I am not a fan of IDEs, but the talk succeeded in selling me on 3rd Rail, at least to the point of giving it a serious try.  They gave away fully licensed copies to all attendees, so I won’t even have a time limit on my use.  3rd Rail is built on top of Eclipse, like so many IDEs today.  The last time I tried Eclipse it was just too slow for me to stand, but like any successful open source application, it just keeps getting better with time, so I’m hopeful.

My last session of the day was Metaprogramming and Ruby Internals for Rails Developers, given by Patrick Farley of Thoughtworks.  Unfortunately, the talk was a total train wreck, probably the worst I’ve ever seen.  Not because of the content or presentation of it, but because of technical problems.  A particular slide apparently crashed his PC—twice!—and he took at least 15 minutes getting going again on a colleague’s PC.  The subject was too complex to just talk about, so he didn’t really have any other option.  But from now on, I’m going to make sure that any presentation I give is on my PC, a USB key, and at least one colleague’s PC before I start.

The day closed with a keynote from Kent Beck of Three Rivers Institute.  He told stories about the major things he was a big part of (like Extreme Programming) and how each one took twenty years to really set in.  It was dry at first, but when he settled in he loosened up and was very entertaining as well as interesting.

Data items
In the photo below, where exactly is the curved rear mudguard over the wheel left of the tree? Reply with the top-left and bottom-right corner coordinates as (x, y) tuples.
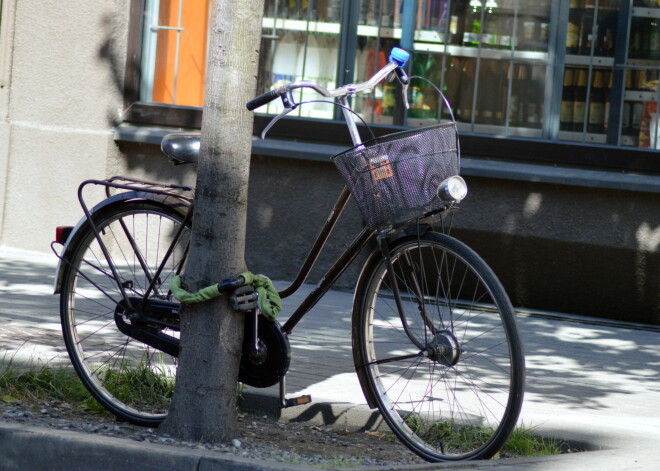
(53, 191), (190, 294)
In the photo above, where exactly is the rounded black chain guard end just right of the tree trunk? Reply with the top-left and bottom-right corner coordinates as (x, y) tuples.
(238, 315), (291, 388)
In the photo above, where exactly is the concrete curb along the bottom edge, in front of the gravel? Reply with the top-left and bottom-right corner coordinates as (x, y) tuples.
(0, 423), (620, 471)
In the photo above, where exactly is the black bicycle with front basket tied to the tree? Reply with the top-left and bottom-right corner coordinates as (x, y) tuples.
(53, 48), (524, 461)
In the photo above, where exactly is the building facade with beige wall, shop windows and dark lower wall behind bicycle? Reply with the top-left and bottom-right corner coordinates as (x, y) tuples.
(0, 0), (660, 324)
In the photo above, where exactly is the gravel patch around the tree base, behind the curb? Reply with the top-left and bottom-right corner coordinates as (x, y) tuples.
(0, 398), (424, 467)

**ACTIVITY:** Pick up the conference write-up about the day's sessions and keep writing it from the point where it stops. The records stand apart from the conference write-up and are not part of it.

**ANSWER AREA:**
Our group ended the day with a big mistake on our parts: we went to dinner downtown.  Oh, the dinner at Huber’s Restaurant was very nice, but what we didn’t know was that last night was the annual Starlight Parade, about two blocks from the restaurant.  The Max rail was completely packed, so we took a cab.  And when we got near the restaurant, took ten minutes to go a block.  We had a reservation for dinner, so we got out and walked on.  Good dinner and an interesting historic restaurant:

But then had a big problem getting back.  The trains were running very slow, and when they finally did arrive, they were too packed to get on.  (Actually, they had room in the middle of each car, but people standing near the doors blocked the way there, so no one could get on.)  There were special shuttle buses about a block from the Max stop, which went right to our hotel, and once we found that we were fine.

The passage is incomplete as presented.